§ Exercise passage
-*-

Alright, a quick preface to this post. My intention here is to let you know how I can accept all of the truth claims of the bible and also accept evolution as the mechanism for how God made us. Also note that you don't have to accept evolution to understand scripture in the way I will explain it, so please don't be defensive about it before you even read what I have to say. This is God's word, let's understand it for what it says. I'm also writing this for a Christian audience so I'm taking it for granted that the bible was inspired by God. I won't try to defend that in this thread.

-*-

§ Information given
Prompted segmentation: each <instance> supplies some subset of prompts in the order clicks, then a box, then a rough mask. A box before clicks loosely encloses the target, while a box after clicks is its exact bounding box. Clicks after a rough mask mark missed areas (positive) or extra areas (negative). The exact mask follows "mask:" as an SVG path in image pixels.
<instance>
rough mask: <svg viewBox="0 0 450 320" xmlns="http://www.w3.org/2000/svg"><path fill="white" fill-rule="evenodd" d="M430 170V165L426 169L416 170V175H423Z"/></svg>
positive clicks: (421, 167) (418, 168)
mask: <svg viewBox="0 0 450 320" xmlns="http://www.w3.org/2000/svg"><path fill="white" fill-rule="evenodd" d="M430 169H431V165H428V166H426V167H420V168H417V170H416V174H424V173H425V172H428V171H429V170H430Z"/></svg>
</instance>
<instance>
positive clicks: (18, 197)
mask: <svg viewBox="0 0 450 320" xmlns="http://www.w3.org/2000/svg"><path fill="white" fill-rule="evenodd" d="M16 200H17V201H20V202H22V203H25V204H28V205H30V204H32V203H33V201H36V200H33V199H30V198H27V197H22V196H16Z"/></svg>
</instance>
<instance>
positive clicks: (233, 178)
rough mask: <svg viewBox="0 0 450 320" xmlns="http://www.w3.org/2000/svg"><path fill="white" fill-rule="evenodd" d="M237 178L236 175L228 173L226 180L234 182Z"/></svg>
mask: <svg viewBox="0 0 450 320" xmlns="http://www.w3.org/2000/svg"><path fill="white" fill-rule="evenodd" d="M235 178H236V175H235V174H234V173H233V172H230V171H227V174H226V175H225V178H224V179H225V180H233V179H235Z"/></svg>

-*-

§ Tasks and exercises
(1) According to the preface about the Bible and evolution, what audience is the post written for?
(2) Reproduce the listing with "positive clicks" changed to "foreground clicks" everywhere it occurs, and leave everything else as it is.
The listing is unrelated to the preface about the Bible and evolution.

§ Responses to the exercise
(1) A Christian audience.

(2)
Prompted segmentation: each <instance> supplies some subset of prompts in the order clicks, then a box, then a rough mask. A box before clicks loosely encloses the target, while a box after clicks is its exact bounding box. Clicks after a rough mask mark missed areas (positive) or extra areas (negative). The exact mask follows "mask:" as an SVG path in image pixels.
<instance>
rough mask: <svg viewBox="0 0 450 320" xmlns="http://www.w3.org/2000/svg"><path fill="white" fill-rule="evenodd" d="M430 170V165L426 169L416 170V175H423Z"/></svg>
foreground clicks: (421, 167) (418, 168)
mask: <svg viewBox="0 0 450 320" xmlns="http://www.w3.org/2000/svg"><path fill="white" fill-rule="evenodd" d="M430 169H431V165H428V166H426V167H420V168H417V170H416V174H424V173H425V172H428V171H429V170H430Z"/></svg>
</instance>
<instance>
foreground clicks: (18, 197)
mask: <svg viewBox="0 0 450 320" xmlns="http://www.w3.org/2000/svg"><path fill="white" fill-rule="evenodd" d="M16 200H17V201H20V202H22V203H25V204H28V205H30V204H32V203H33V201H36V200H33V199H30V198H27V197H22V196H16Z"/></svg>
</instance>
<instance>
foreground clicks: (233, 178)
rough mask: <svg viewBox="0 0 450 320" xmlns="http://www.w3.org/2000/svg"><path fill="white" fill-rule="evenodd" d="M237 178L236 175L228 173L226 180L234 182Z"/></svg>
mask: <svg viewBox="0 0 450 320" xmlns="http://www.w3.org/2000/svg"><path fill="white" fill-rule="evenodd" d="M235 178H236V175H235V174H234V173H233V172H230V171H227V174H226V175H225V178H224V179H225V180H233V179H235Z"/></svg>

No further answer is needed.